## Problem statement
Add 107 to every number in the answer coordinates of the listing below, copying all of its lines from the start through the line containing "<point>388,206</point>", both ends included. Keep everything else unchanged, including the sample points in the format notes, and leave the pictures out.

## Data to process

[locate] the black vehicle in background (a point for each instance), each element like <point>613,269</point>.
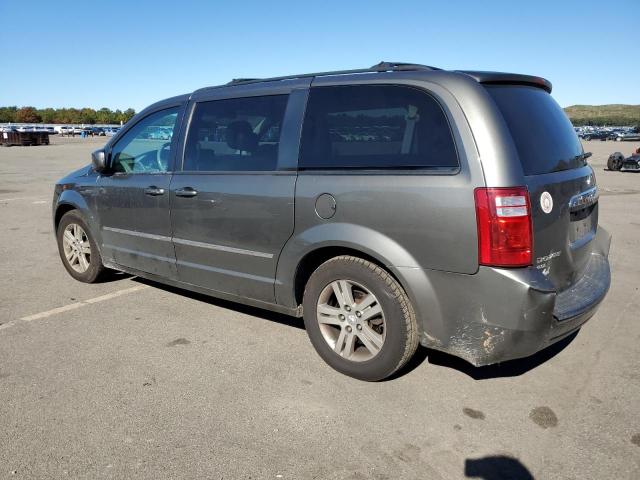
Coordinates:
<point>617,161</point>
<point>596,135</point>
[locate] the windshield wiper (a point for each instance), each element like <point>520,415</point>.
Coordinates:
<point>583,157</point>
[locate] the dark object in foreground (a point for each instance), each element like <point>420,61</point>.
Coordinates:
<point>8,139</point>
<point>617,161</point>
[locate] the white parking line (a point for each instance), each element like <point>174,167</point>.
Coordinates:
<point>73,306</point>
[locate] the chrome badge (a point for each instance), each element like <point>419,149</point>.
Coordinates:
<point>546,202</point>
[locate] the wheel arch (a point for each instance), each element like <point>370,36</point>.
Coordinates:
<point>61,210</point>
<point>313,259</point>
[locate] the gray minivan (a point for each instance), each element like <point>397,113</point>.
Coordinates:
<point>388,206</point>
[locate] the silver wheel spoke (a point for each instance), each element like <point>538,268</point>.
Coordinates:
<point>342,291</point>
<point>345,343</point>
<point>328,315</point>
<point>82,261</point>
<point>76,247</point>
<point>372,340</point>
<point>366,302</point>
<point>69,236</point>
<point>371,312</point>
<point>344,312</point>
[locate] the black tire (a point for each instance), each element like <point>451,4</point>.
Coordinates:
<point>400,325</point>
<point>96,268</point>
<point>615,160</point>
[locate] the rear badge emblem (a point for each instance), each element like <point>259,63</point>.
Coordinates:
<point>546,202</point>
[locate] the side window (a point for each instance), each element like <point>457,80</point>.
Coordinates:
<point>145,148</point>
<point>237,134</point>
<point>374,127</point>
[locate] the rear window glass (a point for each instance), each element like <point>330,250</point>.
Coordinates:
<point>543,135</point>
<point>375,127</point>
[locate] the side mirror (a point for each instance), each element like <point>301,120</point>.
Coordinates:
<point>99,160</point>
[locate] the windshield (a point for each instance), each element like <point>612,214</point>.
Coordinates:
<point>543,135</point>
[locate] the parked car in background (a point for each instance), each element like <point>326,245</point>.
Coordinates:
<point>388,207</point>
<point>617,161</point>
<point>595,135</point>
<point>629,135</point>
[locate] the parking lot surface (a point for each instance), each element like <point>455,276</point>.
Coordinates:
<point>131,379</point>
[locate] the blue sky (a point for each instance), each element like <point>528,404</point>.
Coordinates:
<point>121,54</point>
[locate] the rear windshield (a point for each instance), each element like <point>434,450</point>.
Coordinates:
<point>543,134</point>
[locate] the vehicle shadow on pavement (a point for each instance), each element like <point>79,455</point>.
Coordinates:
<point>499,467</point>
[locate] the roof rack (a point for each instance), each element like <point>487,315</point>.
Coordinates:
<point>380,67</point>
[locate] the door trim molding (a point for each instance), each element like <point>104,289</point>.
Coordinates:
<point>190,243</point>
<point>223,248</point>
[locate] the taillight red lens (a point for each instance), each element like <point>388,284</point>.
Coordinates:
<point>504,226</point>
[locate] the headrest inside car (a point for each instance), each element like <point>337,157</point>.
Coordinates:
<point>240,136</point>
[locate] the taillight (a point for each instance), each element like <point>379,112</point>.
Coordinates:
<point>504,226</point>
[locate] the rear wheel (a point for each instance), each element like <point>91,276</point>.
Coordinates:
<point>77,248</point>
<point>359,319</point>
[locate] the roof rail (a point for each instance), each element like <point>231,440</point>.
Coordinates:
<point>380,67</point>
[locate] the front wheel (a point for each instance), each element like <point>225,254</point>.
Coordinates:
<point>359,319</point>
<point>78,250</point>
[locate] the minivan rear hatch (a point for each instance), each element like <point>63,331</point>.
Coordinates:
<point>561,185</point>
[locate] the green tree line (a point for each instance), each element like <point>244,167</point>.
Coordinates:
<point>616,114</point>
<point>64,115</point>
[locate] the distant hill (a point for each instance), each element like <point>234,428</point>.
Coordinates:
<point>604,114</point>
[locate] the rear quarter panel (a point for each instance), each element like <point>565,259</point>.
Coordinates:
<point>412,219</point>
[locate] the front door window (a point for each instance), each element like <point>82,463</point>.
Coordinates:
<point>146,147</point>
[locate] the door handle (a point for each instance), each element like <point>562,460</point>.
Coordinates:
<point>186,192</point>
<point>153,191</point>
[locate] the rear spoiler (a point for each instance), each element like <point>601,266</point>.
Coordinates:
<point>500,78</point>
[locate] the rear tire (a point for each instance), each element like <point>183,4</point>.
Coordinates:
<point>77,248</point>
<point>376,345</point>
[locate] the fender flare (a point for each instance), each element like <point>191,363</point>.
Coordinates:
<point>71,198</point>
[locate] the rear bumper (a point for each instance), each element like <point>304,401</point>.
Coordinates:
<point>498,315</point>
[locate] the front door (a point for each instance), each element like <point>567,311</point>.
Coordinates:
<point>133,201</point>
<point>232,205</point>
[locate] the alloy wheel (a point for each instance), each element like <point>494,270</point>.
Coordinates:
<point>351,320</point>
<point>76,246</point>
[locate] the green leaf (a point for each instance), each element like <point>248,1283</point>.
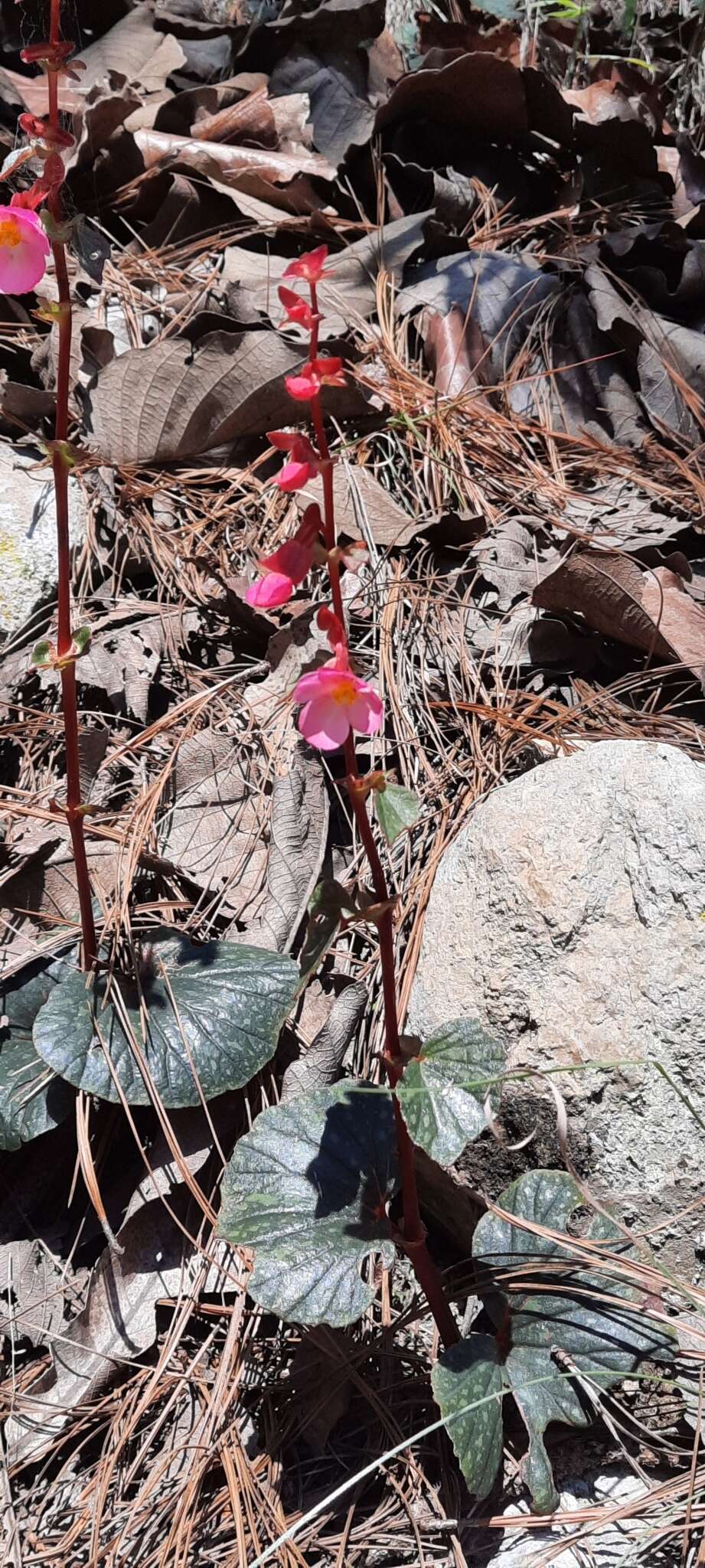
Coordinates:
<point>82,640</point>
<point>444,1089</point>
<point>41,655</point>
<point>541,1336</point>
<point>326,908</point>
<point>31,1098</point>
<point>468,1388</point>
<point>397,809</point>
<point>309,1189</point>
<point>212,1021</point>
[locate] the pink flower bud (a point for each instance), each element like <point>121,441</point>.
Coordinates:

## Written response
[locate] the black vehicle in background (a point for each instance), each element like <point>613,269</point>.
Coordinates:
<point>724,268</point>
<point>703,242</point>
[locate] the windshield wiper (a point for each instance), each element like <point>520,415</point>.
Coordinates:
<point>690,264</point>
[locate] the dark object in foreground (a point for each instance), each element like <point>420,61</point>.
Coordinates:
<point>115,246</point>
<point>724,268</point>
[locate] the white parking line (a point for each instance), each element like <point>174,167</point>.
Coordinates:
<point>180,413</point>
[locate] the chrome badge (a point for each instance), each element like <point>419,149</point>.
Coordinates:
<point>653,309</point>
[locate] the wheel arch (a point for each instance), each element like <point>370,36</point>.
Coordinates:
<point>168,317</point>
<point>420,366</point>
[locate] the gray minivan (a point for each instance), each element like <point>397,113</point>.
Coordinates:
<point>495,313</point>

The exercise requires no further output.